* _Task requirements_
Type out the entries again, keeping every word unchanged.

* _Task input_
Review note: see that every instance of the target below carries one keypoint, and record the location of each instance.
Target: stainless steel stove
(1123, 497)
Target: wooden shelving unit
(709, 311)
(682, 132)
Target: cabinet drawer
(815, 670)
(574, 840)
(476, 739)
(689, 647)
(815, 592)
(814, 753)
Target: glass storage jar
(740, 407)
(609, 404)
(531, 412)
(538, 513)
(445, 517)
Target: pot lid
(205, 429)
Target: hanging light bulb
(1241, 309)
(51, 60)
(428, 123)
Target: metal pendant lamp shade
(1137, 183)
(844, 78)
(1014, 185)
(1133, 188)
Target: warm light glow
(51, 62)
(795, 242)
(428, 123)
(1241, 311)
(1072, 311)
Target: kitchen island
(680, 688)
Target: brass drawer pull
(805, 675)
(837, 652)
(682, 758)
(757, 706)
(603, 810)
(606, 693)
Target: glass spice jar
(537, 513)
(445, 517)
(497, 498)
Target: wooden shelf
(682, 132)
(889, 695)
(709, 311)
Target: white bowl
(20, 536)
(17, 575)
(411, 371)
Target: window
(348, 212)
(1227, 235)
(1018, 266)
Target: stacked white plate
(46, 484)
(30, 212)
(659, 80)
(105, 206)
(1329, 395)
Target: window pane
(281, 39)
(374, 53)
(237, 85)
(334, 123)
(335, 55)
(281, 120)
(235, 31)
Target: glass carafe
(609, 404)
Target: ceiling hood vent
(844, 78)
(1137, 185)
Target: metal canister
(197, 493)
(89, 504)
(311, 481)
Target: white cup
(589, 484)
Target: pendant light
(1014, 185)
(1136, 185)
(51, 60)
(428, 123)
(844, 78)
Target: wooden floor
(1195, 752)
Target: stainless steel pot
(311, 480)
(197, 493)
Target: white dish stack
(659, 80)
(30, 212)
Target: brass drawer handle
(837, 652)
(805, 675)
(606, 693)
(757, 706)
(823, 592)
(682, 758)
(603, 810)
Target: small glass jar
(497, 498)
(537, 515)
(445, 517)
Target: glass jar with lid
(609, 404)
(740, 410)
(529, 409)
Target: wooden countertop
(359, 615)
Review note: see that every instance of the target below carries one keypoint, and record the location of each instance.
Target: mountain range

* _Answer section_
Review note: see that every instance of the target below carries one keypoint, and record the location of each instance.
Target: stainless steel stove
(1123, 497)
Target: wooden shelving unit
(709, 311)
(682, 132)
Target: cabinet drawer
(815, 670)
(574, 840)
(476, 739)
(689, 647)
(815, 592)
(814, 753)
Target: glass storage jar
(740, 407)
(609, 404)
(531, 412)
(538, 513)
(445, 517)
Target: pot lid
(205, 429)
Target: hanging light bulb
(1241, 309)
(51, 60)
(428, 123)
Target: metal pendant lamp shade
(1137, 183)
(844, 78)
(1014, 185)
(1133, 188)
Target: warm light glow
(51, 62)
(795, 242)
(428, 123)
(1241, 311)
(1072, 311)
Target: kitchen island
(680, 688)
Target: brass drawer pull
(805, 675)
(837, 652)
(682, 758)
(757, 706)
(603, 810)
(606, 693)
Target: glass spice jar
(537, 513)
(445, 517)
(497, 498)
Target: wooden shelf
(682, 132)
(889, 695)
(709, 311)
Target: white bowl
(20, 536)
(17, 575)
(411, 371)
Target: window
(348, 212)
(1227, 235)
(1018, 266)
Target: stacked white plate
(46, 484)
(30, 212)
(659, 80)
(105, 206)
(1329, 395)
Target: window pane
(281, 39)
(374, 53)
(237, 85)
(334, 123)
(335, 55)
(281, 120)
(235, 31)
Target: glass carafe
(609, 404)
Target: ceiling hood vent
(844, 78)
(1137, 185)
Target: metal canister
(197, 493)
(89, 504)
(311, 481)
Target: white cup
(589, 484)
Target: pendant light
(1014, 185)
(1136, 185)
(51, 60)
(428, 123)
(844, 78)
Target: wooden floor
(1195, 752)
Target: stainless steel pot
(311, 480)
(197, 493)
Target: white dish stack
(659, 80)
(30, 212)
Target: brass drawer handle
(837, 652)
(805, 675)
(606, 693)
(757, 706)
(823, 592)
(682, 758)
(603, 810)
Target: small glass jar
(497, 498)
(537, 515)
(445, 517)
Target: glass jar with lid
(609, 404)
(740, 410)
(529, 409)
Target: wooden countertop
(359, 615)
Review note: see that every instance of the target below carries one keypoint, and record the location of each instance.
Target: mountain range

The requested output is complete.